Reproduce the data from the line with "Outline metal grapple" up to and including the line with "[[91, 4, 293, 148]]", substituting "Box coordinates" for "Bounding boxes" and keeping everything else identical.

──────────

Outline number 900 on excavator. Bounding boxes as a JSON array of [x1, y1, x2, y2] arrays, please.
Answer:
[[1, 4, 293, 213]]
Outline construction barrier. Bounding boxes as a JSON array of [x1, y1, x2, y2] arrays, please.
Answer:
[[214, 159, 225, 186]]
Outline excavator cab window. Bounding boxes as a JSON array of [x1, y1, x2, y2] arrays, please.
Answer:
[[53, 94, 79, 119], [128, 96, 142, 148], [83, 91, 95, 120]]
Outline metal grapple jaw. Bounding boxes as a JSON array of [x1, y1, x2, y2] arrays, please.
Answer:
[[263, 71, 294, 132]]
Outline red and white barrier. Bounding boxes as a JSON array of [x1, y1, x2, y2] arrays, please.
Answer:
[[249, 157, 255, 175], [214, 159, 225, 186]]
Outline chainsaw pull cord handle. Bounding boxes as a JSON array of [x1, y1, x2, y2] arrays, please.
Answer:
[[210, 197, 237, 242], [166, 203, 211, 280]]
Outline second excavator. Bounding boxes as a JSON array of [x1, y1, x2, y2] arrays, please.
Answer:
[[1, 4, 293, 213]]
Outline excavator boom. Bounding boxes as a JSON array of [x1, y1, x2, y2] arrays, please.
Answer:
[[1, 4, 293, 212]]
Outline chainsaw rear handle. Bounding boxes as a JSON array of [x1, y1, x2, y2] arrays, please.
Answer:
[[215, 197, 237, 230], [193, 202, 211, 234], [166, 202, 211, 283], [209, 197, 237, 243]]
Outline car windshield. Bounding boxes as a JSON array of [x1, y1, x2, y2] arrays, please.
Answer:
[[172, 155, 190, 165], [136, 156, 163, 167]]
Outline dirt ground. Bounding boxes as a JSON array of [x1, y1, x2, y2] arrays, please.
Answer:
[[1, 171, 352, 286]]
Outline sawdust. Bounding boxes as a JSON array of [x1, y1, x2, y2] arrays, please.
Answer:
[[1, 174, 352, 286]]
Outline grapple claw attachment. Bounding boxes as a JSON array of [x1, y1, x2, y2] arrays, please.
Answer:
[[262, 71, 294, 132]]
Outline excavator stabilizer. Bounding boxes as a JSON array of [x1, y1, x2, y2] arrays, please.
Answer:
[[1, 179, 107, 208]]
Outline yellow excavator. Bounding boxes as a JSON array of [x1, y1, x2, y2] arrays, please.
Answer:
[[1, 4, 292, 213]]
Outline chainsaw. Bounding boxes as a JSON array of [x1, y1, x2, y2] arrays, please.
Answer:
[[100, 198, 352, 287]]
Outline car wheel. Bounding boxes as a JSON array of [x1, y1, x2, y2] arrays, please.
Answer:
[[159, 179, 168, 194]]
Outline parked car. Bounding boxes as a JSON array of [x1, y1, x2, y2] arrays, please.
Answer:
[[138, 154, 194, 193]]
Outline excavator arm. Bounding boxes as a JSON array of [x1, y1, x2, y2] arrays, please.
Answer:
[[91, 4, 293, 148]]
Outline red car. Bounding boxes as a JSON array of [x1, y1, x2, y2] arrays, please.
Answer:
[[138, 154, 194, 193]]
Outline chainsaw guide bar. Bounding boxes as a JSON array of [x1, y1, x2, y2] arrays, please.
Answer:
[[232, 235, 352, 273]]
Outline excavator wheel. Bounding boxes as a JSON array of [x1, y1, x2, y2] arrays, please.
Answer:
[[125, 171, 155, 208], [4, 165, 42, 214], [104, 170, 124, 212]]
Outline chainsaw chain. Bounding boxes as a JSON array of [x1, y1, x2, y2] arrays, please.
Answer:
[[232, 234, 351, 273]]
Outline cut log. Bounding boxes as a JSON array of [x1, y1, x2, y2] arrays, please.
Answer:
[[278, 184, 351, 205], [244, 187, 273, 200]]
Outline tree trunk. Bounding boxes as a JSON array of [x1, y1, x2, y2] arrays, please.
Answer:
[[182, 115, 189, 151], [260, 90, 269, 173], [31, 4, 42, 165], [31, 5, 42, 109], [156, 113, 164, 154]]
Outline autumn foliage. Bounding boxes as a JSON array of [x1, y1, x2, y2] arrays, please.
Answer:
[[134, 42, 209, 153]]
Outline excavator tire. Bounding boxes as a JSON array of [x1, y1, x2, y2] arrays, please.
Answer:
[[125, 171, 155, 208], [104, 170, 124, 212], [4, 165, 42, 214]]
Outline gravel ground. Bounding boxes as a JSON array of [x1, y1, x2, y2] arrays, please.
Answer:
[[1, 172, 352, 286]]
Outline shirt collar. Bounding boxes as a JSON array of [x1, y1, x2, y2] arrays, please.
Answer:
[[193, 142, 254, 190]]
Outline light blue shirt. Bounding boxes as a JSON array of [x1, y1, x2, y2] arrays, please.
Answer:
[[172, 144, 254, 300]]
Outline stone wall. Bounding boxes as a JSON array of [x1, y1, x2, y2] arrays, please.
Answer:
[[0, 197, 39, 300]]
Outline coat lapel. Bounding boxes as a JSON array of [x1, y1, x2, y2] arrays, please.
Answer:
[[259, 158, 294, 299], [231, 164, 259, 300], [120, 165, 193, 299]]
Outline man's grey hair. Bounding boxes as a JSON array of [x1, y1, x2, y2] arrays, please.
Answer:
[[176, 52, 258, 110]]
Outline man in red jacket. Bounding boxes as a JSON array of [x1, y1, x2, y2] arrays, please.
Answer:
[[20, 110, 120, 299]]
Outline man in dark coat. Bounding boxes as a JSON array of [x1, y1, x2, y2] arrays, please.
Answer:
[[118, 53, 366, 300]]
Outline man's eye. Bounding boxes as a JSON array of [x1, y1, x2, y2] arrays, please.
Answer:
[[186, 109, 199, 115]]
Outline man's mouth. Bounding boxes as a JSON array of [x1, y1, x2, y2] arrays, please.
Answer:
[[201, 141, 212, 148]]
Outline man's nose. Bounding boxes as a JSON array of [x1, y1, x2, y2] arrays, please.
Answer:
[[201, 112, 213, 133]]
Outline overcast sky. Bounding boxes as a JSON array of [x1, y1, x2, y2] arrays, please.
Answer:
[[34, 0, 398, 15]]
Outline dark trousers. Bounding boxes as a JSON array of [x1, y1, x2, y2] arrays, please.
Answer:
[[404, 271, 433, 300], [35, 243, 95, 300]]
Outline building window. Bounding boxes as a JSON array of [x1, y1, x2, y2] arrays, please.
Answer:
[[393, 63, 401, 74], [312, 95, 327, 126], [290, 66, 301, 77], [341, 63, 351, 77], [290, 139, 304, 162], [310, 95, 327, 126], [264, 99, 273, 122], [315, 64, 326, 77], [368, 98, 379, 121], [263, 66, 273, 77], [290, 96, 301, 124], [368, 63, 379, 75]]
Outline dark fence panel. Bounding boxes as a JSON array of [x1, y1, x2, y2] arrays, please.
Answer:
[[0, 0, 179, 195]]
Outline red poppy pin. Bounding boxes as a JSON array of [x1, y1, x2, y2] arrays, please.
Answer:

──────────

● **The completed task**:
Outline metal grapple jaw. Box coordinates as a JSON array of [x1, y1, x2, y2] arrays, please.
Answer:
[[263, 71, 294, 132]]
Outline red and white barrier. Box coordinates as a JSON array of [x1, y1, x2, y2] arrays, please.
Answer:
[[249, 157, 255, 175], [214, 159, 225, 186]]
Outline chainsaw pull cord handle. Box coordinates as a JSON array of [x1, y1, x2, y2] arrays, please.
Answer:
[[210, 197, 237, 242], [166, 203, 211, 280]]
Outline second excavator. Box coordinates as a JSON array of [x1, y1, x2, y2] arrays, please.
Answer:
[[1, 4, 293, 213]]
Outline excavator boom. Box coordinates as a JSON array of [x1, y1, x2, y2] arrays, please.
Answer:
[[1, 4, 293, 212]]
Outline chainsaw rear handle. Box coordinates as a JSON array of [x1, y1, x2, y2] arrays, please.
Answer:
[[215, 197, 237, 230], [193, 202, 211, 234], [166, 202, 211, 283], [209, 197, 237, 243]]
Outline car windshield. Box coordinates as a JSON array of [x1, y1, x2, y2] arrays, please.
Answer:
[[172, 155, 190, 165], [136, 156, 163, 167]]
Outline dirt ground. Box coordinates as a JSON array of [x1, y1, x2, y2] arrays, please.
Answer:
[[1, 171, 352, 286]]
Outline sawdust. Box coordinates as a JSON array of [x1, y1, x2, y2] arrays, please.
Answer:
[[1, 174, 352, 286]]
Outline grapple claw attachment. Box coordinates as a JSON array of [x1, y1, x2, y2] arrays, please.
Answer:
[[262, 71, 294, 132]]
Outline excavator stabilizer. Box coordinates as a JSON array of [x1, y1, x2, y2] arrays, please.
Answer:
[[1, 179, 107, 208]]
Outline yellow excavator. Box coordinates as a JSON array of [x1, y1, x2, y2] arrays, please.
Answer:
[[1, 4, 292, 213]]
Outline chainsaw. Box coordinates as a JSON array of [x1, y1, x2, y2] arrays, please.
Answer:
[[100, 198, 352, 287]]
Outline car wheel. Box coordinates as a JSON array of [x1, y1, x2, y2] arrays, please.
Answer:
[[159, 179, 168, 194]]
Outline parked car. Box coordinates as a JSON array of [x1, y1, x2, y2] arrays, please.
Answer:
[[138, 154, 194, 193]]
Outline excavator arm. Box coordinates as a JSON array of [x1, y1, x2, y2] arrays, please.
Answer:
[[91, 4, 293, 148]]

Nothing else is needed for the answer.